Given instruction:
Please rewrite the entries from the start through the line containing "point(350, 126)", inclusive, replacing "metal pole" with "steel pole" and changing nothing else. Leave the pictures out of your answer.

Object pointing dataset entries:
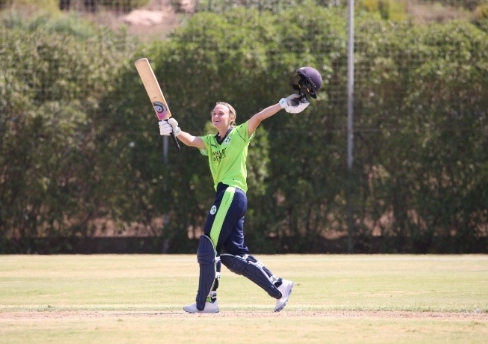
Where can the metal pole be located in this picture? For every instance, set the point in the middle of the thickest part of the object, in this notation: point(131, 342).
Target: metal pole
point(350, 126)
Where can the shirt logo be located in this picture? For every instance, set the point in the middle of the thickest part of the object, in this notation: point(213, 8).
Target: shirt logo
point(218, 155)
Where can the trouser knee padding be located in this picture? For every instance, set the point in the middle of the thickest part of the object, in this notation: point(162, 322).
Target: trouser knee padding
point(251, 268)
point(206, 260)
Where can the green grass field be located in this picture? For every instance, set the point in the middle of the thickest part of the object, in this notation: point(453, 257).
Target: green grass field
point(336, 299)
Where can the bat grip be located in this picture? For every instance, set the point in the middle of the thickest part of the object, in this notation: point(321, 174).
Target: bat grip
point(175, 140)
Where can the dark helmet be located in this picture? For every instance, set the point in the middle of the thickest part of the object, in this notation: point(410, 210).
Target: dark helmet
point(307, 81)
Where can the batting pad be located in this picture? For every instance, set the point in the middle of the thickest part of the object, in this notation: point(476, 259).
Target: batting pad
point(253, 269)
point(206, 259)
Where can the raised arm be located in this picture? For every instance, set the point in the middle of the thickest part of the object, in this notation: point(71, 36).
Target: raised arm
point(171, 125)
point(291, 104)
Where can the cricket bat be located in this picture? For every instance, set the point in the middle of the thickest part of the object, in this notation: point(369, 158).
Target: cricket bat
point(154, 92)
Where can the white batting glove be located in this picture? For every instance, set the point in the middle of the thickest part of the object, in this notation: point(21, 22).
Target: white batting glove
point(292, 103)
point(166, 127)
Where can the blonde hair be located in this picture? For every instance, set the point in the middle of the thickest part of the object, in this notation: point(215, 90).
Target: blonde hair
point(232, 111)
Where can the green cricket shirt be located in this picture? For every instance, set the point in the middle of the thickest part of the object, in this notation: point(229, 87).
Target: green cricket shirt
point(227, 160)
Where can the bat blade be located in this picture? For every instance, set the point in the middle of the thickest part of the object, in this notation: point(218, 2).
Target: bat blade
point(154, 92)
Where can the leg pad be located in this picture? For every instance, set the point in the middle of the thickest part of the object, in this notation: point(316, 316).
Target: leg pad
point(206, 260)
point(250, 267)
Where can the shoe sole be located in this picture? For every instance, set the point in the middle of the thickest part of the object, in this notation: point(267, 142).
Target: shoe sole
point(286, 301)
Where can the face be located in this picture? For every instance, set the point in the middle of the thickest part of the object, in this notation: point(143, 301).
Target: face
point(221, 117)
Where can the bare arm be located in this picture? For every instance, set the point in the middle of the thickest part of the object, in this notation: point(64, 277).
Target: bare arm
point(256, 120)
point(190, 140)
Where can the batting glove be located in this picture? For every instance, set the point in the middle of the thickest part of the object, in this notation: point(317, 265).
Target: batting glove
point(166, 127)
point(293, 103)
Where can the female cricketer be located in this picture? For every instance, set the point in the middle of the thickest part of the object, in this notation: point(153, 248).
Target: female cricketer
point(224, 227)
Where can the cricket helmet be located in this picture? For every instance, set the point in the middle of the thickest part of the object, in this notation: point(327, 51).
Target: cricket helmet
point(307, 81)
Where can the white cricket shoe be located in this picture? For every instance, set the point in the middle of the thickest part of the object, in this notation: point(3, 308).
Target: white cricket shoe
point(285, 289)
point(209, 308)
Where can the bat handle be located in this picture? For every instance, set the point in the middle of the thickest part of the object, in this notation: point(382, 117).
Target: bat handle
point(175, 140)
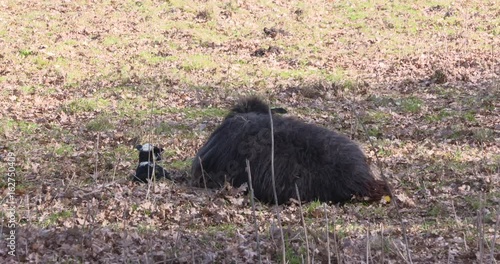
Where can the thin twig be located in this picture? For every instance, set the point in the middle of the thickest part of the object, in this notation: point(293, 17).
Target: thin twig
point(308, 261)
point(327, 235)
point(283, 250)
point(368, 244)
point(202, 173)
point(480, 227)
point(249, 172)
point(393, 200)
point(493, 242)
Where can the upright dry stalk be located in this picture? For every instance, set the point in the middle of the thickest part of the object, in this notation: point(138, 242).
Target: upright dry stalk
point(253, 208)
point(480, 228)
point(96, 156)
point(493, 242)
point(327, 235)
point(303, 224)
point(335, 244)
point(368, 244)
point(278, 216)
point(393, 200)
point(202, 173)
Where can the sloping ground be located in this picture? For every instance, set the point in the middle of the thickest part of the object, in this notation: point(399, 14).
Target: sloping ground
point(82, 83)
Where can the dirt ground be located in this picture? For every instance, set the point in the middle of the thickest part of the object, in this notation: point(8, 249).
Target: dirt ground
point(82, 82)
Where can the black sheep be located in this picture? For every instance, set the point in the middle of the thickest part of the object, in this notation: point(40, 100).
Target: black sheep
point(148, 156)
point(325, 165)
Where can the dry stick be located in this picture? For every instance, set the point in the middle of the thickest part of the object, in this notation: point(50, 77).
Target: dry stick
point(253, 209)
point(203, 173)
point(283, 251)
point(303, 224)
point(327, 234)
point(492, 249)
point(480, 227)
point(335, 244)
point(393, 200)
point(383, 242)
point(368, 244)
point(96, 156)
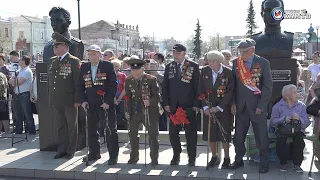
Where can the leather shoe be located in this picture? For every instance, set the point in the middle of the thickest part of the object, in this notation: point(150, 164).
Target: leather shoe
point(263, 170)
point(69, 156)
point(91, 158)
point(112, 161)
point(133, 160)
point(59, 155)
point(175, 160)
point(192, 162)
point(236, 165)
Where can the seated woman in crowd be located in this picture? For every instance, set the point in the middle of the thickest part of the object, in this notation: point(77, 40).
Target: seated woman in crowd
point(286, 110)
point(219, 80)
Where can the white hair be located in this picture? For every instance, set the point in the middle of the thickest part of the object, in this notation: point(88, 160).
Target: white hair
point(287, 89)
point(215, 56)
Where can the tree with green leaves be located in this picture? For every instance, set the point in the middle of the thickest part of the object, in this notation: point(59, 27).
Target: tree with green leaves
point(197, 40)
point(251, 24)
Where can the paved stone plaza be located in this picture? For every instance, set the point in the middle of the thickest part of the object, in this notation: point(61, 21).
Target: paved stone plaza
point(25, 160)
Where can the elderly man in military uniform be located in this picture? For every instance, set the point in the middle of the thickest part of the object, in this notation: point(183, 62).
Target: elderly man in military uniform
point(253, 90)
point(63, 75)
point(96, 91)
point(143, 92)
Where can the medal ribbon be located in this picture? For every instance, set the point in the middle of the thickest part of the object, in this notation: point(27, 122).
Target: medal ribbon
point(246, 78)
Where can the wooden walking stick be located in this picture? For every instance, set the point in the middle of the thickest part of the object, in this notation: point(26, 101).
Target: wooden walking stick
point(208, 143)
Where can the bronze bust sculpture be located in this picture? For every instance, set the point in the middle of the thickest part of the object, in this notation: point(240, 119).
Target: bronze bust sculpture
point(60, 22)
point(273, 43)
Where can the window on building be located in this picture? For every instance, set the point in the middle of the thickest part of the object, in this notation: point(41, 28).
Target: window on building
point(6, 31)
point(21, 34)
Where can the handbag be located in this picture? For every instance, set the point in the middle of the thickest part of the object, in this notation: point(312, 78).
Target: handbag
point(290, 129)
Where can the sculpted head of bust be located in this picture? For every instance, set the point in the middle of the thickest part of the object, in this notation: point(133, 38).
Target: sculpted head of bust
point(60, 20)
point(266, 9)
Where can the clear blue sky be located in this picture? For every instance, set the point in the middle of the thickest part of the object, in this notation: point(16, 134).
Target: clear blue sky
point(166, 18)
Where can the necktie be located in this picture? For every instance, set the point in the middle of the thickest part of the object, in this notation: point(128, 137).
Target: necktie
point(179, 69)
point(139, 102)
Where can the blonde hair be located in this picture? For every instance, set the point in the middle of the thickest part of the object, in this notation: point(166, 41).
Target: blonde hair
point(215, 56)
point(116, 62)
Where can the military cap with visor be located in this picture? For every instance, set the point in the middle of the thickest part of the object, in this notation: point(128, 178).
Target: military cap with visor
point(60, 39)
point(135, 62)
point(246, 44)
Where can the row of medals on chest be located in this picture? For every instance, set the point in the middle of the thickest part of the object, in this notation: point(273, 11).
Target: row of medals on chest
point(99, 79)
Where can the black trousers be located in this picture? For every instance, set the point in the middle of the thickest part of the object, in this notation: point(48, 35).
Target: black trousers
point(95, 116)
point(297, 149)
point(191, 135)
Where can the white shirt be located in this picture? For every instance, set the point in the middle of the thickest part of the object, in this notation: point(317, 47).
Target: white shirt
point(25, 73)
point(315, 70)
point(214, 78)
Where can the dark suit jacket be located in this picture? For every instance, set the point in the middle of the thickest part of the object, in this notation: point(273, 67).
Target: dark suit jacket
point(244, 96)
point(108, 85)
point(205, 83)
point(62, 81)
point(175, 92)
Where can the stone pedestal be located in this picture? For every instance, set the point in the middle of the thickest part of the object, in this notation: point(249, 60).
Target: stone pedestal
point(48, 133)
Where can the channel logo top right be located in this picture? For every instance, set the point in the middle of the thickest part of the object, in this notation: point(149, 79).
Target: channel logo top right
point(280, 14)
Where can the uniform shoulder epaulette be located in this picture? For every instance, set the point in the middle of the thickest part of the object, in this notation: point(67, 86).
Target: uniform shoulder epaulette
point(54, 57)
point(257, 33)
point(288, 32)
point(76, 39)
point(149, 76)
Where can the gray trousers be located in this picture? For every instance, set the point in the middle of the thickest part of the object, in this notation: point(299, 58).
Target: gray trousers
point(260, 130)
point(67, 122)
point(135, 123)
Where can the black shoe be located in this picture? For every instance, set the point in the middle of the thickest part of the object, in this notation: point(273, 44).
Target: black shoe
point(91, 158)
point(214, 161)
point(192, 162)
point(154, 162)
point(263, 170)
point(59, 155)
point(175, 160)
point(133, 160)
point(112, 161)
point(236, 165)
point(226, 163)
point(69, 156)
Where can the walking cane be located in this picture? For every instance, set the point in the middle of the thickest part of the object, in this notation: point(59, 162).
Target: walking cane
point(87, 144)
point(208, 144)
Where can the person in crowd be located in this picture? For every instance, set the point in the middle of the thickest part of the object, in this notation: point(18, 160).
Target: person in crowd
point(219, 80)
point(314, 68)
point(4, 113)
point(63, 75)
point(285, 111)
point(159, 58)
point(253, 90)
point(21, 99)
point(153, 65)
point(143, 92)
point(121, 77)
point(300, 84)
point(108, 55)
point(180, 89)
point(96, 92)
point(227, 58)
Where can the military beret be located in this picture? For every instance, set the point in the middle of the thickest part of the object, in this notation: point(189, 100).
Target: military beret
point(179, 47)
point(135, 62)
point(94, 47)
point(60, 39)
point(246, 44)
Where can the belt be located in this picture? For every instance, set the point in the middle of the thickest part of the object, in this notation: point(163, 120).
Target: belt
point(22, 93)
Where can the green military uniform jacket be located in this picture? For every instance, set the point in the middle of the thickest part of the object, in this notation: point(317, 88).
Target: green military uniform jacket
point(149, 90)
point(63, 77)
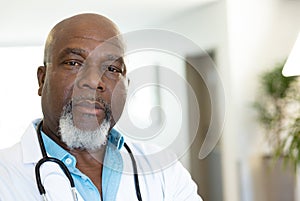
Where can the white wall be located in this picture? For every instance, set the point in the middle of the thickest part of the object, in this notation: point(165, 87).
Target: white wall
point(249, 37)
point(19, 102)
point(261, 34)
point(207, 26)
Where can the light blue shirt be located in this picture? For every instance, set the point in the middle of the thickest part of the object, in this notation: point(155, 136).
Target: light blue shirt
point(112, 169)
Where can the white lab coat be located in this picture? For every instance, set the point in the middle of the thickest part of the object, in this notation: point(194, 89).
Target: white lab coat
point(17, 177)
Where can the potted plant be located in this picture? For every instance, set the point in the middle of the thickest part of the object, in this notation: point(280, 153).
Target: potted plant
point(278, 109)
point(278, 112)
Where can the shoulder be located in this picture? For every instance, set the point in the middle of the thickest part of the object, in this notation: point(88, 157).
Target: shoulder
point(10, 156)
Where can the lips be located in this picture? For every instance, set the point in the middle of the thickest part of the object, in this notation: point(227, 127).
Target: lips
point(88, 107)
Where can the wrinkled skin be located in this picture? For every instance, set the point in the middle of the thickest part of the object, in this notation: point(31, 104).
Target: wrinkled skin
point(80, 67)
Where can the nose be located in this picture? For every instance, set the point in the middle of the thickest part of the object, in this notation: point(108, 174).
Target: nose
point(90, 77)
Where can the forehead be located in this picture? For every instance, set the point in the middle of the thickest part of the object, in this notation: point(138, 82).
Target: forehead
point(86, 39)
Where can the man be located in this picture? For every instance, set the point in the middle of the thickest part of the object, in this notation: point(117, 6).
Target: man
point(83, 88)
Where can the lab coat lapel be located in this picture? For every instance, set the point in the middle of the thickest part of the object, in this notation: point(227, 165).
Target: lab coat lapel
point(56, 184)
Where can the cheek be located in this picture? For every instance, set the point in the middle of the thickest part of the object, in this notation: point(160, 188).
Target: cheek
point(57, 93)
point(118, 99)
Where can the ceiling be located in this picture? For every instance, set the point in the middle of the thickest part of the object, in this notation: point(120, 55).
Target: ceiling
point(27, 22)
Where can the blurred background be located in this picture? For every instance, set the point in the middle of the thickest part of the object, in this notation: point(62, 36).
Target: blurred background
point(240, 39)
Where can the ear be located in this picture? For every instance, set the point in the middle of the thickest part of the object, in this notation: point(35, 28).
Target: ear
point(41, 74)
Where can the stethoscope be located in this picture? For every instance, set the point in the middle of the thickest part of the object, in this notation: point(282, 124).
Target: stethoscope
point(64, 168)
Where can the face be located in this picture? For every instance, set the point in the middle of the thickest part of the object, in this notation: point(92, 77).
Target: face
point(85, 72)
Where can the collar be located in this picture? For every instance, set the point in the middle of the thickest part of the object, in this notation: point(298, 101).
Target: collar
point(31, 148)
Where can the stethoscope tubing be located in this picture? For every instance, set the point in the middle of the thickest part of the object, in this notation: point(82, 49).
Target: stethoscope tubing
point(64, 168)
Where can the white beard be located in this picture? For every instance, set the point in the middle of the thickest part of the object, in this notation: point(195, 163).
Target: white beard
point(74, 137)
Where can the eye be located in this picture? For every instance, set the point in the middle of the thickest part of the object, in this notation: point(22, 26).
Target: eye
point(114, 69)
point(73, 64)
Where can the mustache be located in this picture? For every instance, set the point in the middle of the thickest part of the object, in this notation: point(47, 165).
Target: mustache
point(106, 106)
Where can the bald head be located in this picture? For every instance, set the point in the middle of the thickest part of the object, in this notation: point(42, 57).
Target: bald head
point(90, 26)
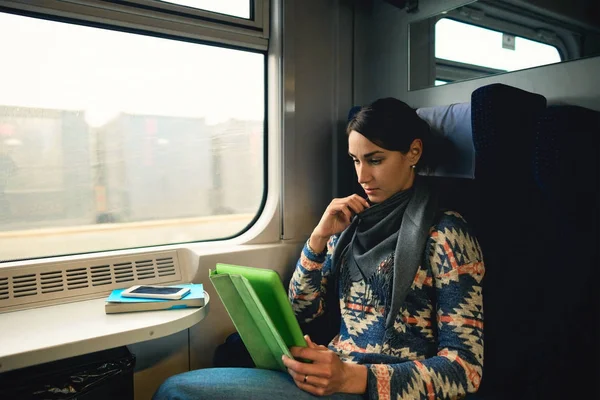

Final result:
Where can the steel pole be located in this picture? For every instance, set the point in the middle of the thickest part of the object, in this notation: point(131, 342).
Target: steel pole
point(350, 126)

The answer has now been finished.